◆ Job:
Leave the images aside and output every entry exactly.

◆ Information:
══════════════════════════════
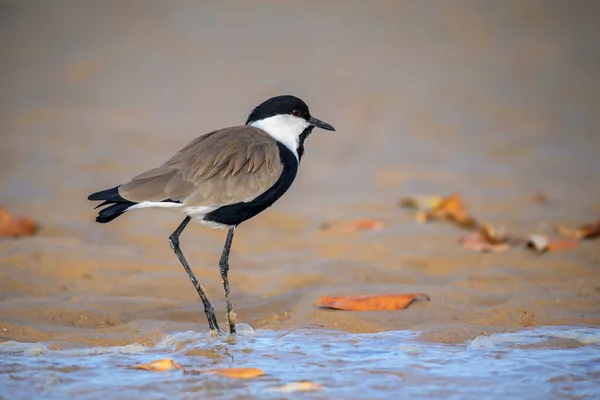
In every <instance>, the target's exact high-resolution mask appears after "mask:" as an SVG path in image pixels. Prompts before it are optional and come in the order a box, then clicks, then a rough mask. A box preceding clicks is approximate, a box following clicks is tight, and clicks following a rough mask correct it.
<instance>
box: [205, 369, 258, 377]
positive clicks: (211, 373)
mask: <svg viewBox="0 0 600 400" xmlns="http://www.w3.org/2000/svg"><path fill="white" fill-rule="evenodd" d="M200 372H203V373H204V372H205V373H210V374H216V375H219V376H225V377H227V378H233V379H252V378H257V377H259V376H263V375H264V374H265V373H264V372H263V370H262V369H259V368H219V369H207V370H204V371H200Z"/></svg>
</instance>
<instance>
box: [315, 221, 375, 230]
mask: <svg viewBox="0 0 600 400" xmlns="http://www.w3.org/2000/svg"><path fill="white" fill-rule="evenodd" d="M321 229H322V230H324V231H329V230H334V231H340V232H351V231H374V230H381V229H383V222H381V221H378V220H375V219H357V220H354V221H346V222H324V223H323V224H321Z"/></svg>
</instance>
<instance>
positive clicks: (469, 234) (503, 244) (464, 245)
mask: <svg viewBox="0 0 600 400" xmlns="http://www.w3.org/2000/svg"><path fill="white" fill-rule="evenodd" d="M461 244H462V245H463V247H465V248H467V249H471V250H475V251H479V252H491V251H494V252H499V251H507V250H509V249H510V248H511V247H512V245H511V243H510V242H509V238H508V237H507V236H506V235H500V234H498V233H497V232H496V231H495V230H494V228H493V227H492V226H491V225H490V224H489V223H487V222H482V223H481V224H480V225H479V227H478V228H477V230H476V231H474V232H472V233H470V234H468V235H467V236H465V237H463V238H462V239H461Z"/></svg>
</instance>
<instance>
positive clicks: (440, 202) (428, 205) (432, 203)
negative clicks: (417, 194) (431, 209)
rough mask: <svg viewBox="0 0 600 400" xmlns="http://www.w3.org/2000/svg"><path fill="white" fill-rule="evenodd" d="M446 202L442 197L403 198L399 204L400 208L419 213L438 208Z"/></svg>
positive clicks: (416, 196) (414, 196) (415, 197)
mask: <svg viewBox="0 0 600 400" xmlns="http://www.w3.org/2000/svg"><path fill="white" fill-rule="evenodd" d="M443 200H444V198H443V197H440V196H414V197H403V198H401V199H400V201H399V202H398V203H399V205H400V207H403V208H410V209H413V210H418V211H428V210H431V209H432V208H436V207H437V206H439V205H440V203H441V202H442V201H443Z"/></svg>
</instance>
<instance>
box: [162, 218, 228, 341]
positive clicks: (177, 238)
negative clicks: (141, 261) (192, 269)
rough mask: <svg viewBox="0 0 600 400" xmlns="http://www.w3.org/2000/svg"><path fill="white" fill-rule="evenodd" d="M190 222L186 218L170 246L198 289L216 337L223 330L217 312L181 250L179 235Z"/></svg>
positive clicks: (208, 320) (181, 264)
mask: <svg viewBox="0 0 600 400" xmlns="http://www.w3.org/2000/svg"><path fill="white" fill-rule="evenodd" d="M189 222H190V217H185V219H184V220H183V222H181V224H179V226H178V227H177V229H175V232H173V233H172V234H171V236H169V244H170V245H171V248H172V249H173V252H175V255H176V256H177V258H178V259H179V261H180V262H181V265H183V268H185V272H187V273H188V276H189V277H190V280H191V281H192V284H193V285H194V287H195V288H196V291H197V292H198V295H199V296H200V299H201V300H202V304H204V313H205V314H206V319H207V320H208V327H209V328H210V333H211V334H212V335H216V334H217V333H219V332H220V331H221V330H220V329H219V325H218V324H217V317H215V311H214V310H213V307H212V304H210V301H208V298H207V297H206V294H205V293H204V288H203V287H202V285H200V284H199V283H198V280H197V279H196V277H195V276H194V273H193V272H192V270H191V268H190V266H189V265H188V262H187V260H186V259H185V257H184V256H183V253H182V252H181V249H180V248H179V235H181V232H183V230H184V229H185V227H186V226H187V224H188V223H189Z"/></svg>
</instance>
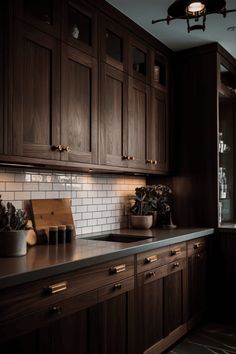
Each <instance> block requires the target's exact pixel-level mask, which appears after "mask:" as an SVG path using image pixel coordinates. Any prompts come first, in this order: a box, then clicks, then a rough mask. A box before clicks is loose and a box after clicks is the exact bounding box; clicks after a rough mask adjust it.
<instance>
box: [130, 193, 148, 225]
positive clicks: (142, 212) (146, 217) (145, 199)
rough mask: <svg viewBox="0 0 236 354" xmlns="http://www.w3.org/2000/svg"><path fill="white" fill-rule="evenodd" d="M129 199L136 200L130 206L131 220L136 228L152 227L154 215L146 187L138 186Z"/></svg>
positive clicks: (130, 218)
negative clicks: (147, 194) (131, 195)
mask: <svg viewBox="0 0 236 354" xmlns="http://www.w3.org/2000/svg"><path fill="white" fill-rule="evenodd" d="M129 200H132V201H134V204H133V205H132V207H131V208H130V212H131V215H130V222H131V225H132V227H133V228H135V229H150V227H151V226H152V223H153V215H152V213H151V209H150V203H149V202H148V200H147V189H146V187H137V188H136V189H135V195H133V196H131V197H130V198H129Z"/></svg>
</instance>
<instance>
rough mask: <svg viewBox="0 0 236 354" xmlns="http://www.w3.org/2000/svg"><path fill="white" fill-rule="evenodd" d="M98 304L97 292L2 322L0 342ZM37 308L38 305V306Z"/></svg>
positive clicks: (15, 336)
mask: <svg viewBox="0 0 236 354" xmlns="http://www.w3.org/2000/svg"><path fill="white" fill-rule="evenodd" d="M96 303H97V290H94V291H90V292H88V293H85V294H82V295H78V296H74V297H72V298H68V299H66V300H64V301H56V300H55V302H53V303H52V304H50V305H45V306H44V307H41V308H40V310H39V309H38V310H36V309H35V311H34V312H32V313H28V314H27V315H26V316H22V317H19V316H18V317H16V318H14V319H11V320H9V321H4V322H3V321H1V322H0V342H3V341H7V340H9V339H11V338H12V337H13V338H14V337H16V336H18V335H22V334H24V333H27V332H31V331H33V330H35V329H37V328H40V327H43V326H45V325H47V323H50V322H52V321H55V320H59V319H60V318H63V317H64V316H67V315H70V314H72V313H76V312H78V311H81V310H84V309H86V308H89V307H91V306H93V305H96ZM36 306H37V304H36Z"/></svg>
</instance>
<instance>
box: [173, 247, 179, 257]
mask: <svg viewBox="0 0 236 354" xmlns="http://www.w3.org/2000/svg"><path fill="white" fill-rule="evenodd" d="M180 254H181V248H175V249H174V250H172V251H171V256H178V255H180Z"/></svg>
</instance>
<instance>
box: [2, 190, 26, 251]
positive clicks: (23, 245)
mask: <svg viewBox="0 0 236 354" xmlns="http://www.w3.org/2000/svg"><path fill="white" fill-rule="evenodd" d="M27 222H28V219H27V217H26V213H25V211H24V210H22V209H16V208H15V207H14V205H13V204H12V203H10V202H8V203H7V204H6V205H5V204H4V203H3V201H2V199H1V196H0V256H1V257H11V256H23V255H25V254H26V252H27V242H26V237H27V232H28V229H29V228H28V226H27Z"/></svg>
══════════════════════════════
◆ Answer to this exercise:
In every <instance>, the target's exact high-resolution mask appears after "mask:" as an SVG path in image pixels. Prompts before it are optional and come in the order a box, then clicks, then a rough mask. A box preceding clicks is approximate, a box following clicks is tight, and clicks following a rough mask correct it.
<instance>
box: [205, 369, 258, 377]
positive clicks: (211, 373)
mask: <svg viewBox="0 0 600 400" xmlns="http://www.w3.org/2000/svg"><path fill="white" fill-rule="evenodd" d="M200 372H203V373H204V372H205V373H210V374H216V375H219V376H225V377H227V378H233V379H252V378H257V377H259V376H263V375H264V374H265V373H264V372H263V370H262V369H259V368H219V369H207V370H204V371H200Z"/></svg>
</instance>
<instance>
box: [315, 221, 375, 230]
mask: <svg viewBox="0 0 600 400" xmlns="http://www.w3.org/2000/svg"><path fill="white" fill-rule="evenodd" d="M321 229H322V230H324V231H329V230H334V231H340V232H351V231H374V230H381V229H383V222H381V221H378V220H375V219H357V220H354V221H346V222H324V223H323V224H321Z"/></svg>
</instance>
<instance>
positive clicks: (469, 234) (503, 244) (464, 245)
mask: <svg viewBox="0 0 600 400" xmlns="http://www.w3.org/2000/svg"><path fill="white" fill-rule="evenodd" d="M461 244H462V245H463V247H465V248H467V249H471V250H475V251H479V252H491V251H494V252H499V251H507V250H509V249H510V248H511V247H512V245H511V243H510V242H509V238H508V237H507V236H506V235H500V234H498V233H497V232H496V231H495V230H494V228H493V227H492V226H491V225H490V224H489V223H487V222H482V223H481V224H480V225H479V227H478V228H477V230H476V231H474V232H472V233H470V234H468V235H467V236H465V237H463V238H462V239H461Z"/></svg>
</instance>
<instance>
positive clicks: (440, 202) (428, 205) (432, 203)
negative clicks: (417, 194) (431, 209)
rough mask: <svg viewBox="0 0 600 400" xmlns="http://www.w3.org/2000/svg"><path fill="white" fill-rule="evenodd" d="M446 202L442 197L403 198L399 204L400 208L419 213L438 208Z"/></svg>
positive clicks: (416, 196) (414, 196) (415, 197)
mask: <svg viewBox="0 0 600 400" xmlns="http://www.w3.org/2000/svg"><path fill="white" fill-rule="evenodd" d="M443 200H444V198H443V197H440V196H414V197H403V198H401V199H400V201H399V202H398V203H399V205H400V207H403V208H410V209H413V210H418V211H428V210H431V209H432V208H436V207H437V206H439V205H440V203H441V202H442V201H443Z"/></svg>
</instance>
<instance>
box: [162, 218, 228, 341]
positive clicks: (177, 238)
negative clicks: (141, 261) (192, 269)
rough mask: <svg viewBox="0 0 600 400" xmlns="http://www.w3.org/2000/svg"><path fill="white" fill-rule="evenodd" d="M190 222L186 218L170 246L198 289L216 337L223 330L217 312L181 250L179 235Z"/></svg>
positive clicks: (208, 320) (181, 264)
mask: <svg viewBox="0 0 600 400" xmlns="http://www.w3.org/2000/svg"><path fill="white" fill-rule="evenodd" d="M189 222H190V217H185V219H184V220H183V222H181V224H179V226H178V227H177V229H175V232H173V233H172V234H171V236H169V244H170V245H171V248H172V249H173V252H175V255H176V256H177V258H178V259H179V261H180V262H181V265H183V268H185V272H187V273H188V276H189V277H190V280H191V281H192V284H193V285H194V287H195V288H196V291H197V292H198V295H199V296H200V299H201V300H202V304H204V313H205V314H206V319H207V320H208V327H209V328H210V333H211V334H212V335H216V334H217V333H219V332H220V331H221V330H220V329H219V325H218V324H217V317H215V311H214V310H213V307H212V304H210V301H208V298H207V297H206V294H205V293H204V288H203V287H202V285H200V284H199V283H198V280H197V279H196V277H195V276H194V273H193V272H192V270H191V268H190V266H189V265H188V262H187V260H186V259H185V257H184V256H183V253H182V252H181V249H180V248H179V235H181V232H183V230H184V229H185V227H186V226H187V224H188V223H189Z"/></svg>
</instance>
Each <instance> block requires the target's exact pixel-level mask, which appears after "mask:" as an SVG path using image pixel coordinates. Any prompts come first, in this order: a box, then clicks, then a rough mask. A box before clicks is loose and a box after clicks is the exact bounding box; clicks after a rough mask adjust it.
<instance>
box: [130, 193, 148, 225]
positive clicks: (142, 212) (146, 217) (145, 199)
rough mask: <svg viewBox="0 0 236 354" xmlns="http://www.w3.org/2000/svg"><path fill="white" fill-rule="evenodd" d="M129 199L136 200L130 206L131 220L136 228L152 227L154 215L146 187L138 186Z"/></svg>
positive clicks: (130, 218)
negative clicks: (147, 194) (131, 195)
mask: <svg viewBox="0 0 236 354" xmlns="http://www.w3.org/2000/svg"><path fill="white" fill-rule="evenodd" d="M129 200H132V201H134V204H133V205H132V207H131V208H130V212H131V215H130V222H131V225H132V227H133V228H135V229H150V227H151V226H152V223H153V215H152V213H151V209H150V203H149V202H148V200H147V189H146V187H137V188H136V189H135V195H133V196H131V197H130V198H129Z"/></svg>
</instance>
<instance>
rough mask: <svg viewBox="0 0 236 354" xmlns="http://www.w3.org/2000/svg"><path fill="white" fill-rule="evenodd" d="M98 304L97 292L2 322L0 342ZM37 308L38 305V306Z"/></svg>
positive clicks: (15, 336)
mask: <svg viewBox="0 0 236 354" xmlns="http://www.w3.org/2000/svg"><path fill="white" fill-rule="evenodd" d="M96 303H97V290H94V291H90V292H88V293H85V294H82V295H78V296H74V297H72V298H68V299H66V300H64V301H56V300H55V302H53V303H52V304H50V305H45V306H44V307H41V308H40V310H39V309H38V310H36V309H35V311H34V312H32V313H28V314H27V315H26V316H22V317H19V316H18V317H16V318H14V319H11V320H9V321H4V322H3V321H1V322H0V342H3V341H7V340H9V339H11V338H12V337H13V338H14V337H16V336H18V335H22V334H24V333H27V332H31V331H33V330H35V329H37V328H40V327H43V326H45V325H47V323H50V322H52V321H55V320H59V319H60V318H63V317H64V316H67V315H70V314H72V313H76V312H78V311H81V310H84V309H86V308H89V307H91V306H93V305H96ZM36 306H37V304H36Z"/></svg>
</instance>
<instance>
box: [173, 247, 179, 257]
mask: <svg viewBox="0 0 236 354" xmlns="http://www.w3.org/2000/svg"><path fill="white" fill-rule="evenodd" d="M180 254H181V248H175V249H174V250H172V251H171V256H178V255H180Z"/></svg>
</instance>
<instance>
box: [2, 190, 26, 251]
positive clicks: (23, 245)
mask: <svg viewBox="0 0 236 354" xmlns="http://www.w3.org/2000/svg"><path fill="white" fill-rule="evenodd" d="M27 222H28V219H27V217H26V213H25V211H24V210H22V209H16V208H15V207H14V205H13V204H12V203H10V202H8V203H7V204H6V205H5V204H4V203H3V201H2V199H1V196H0V256H1V257H11V256H23V255H25V254H26V252H27V242H26V237H27V232H28V229H29V228H28V226H27Z"/></svg>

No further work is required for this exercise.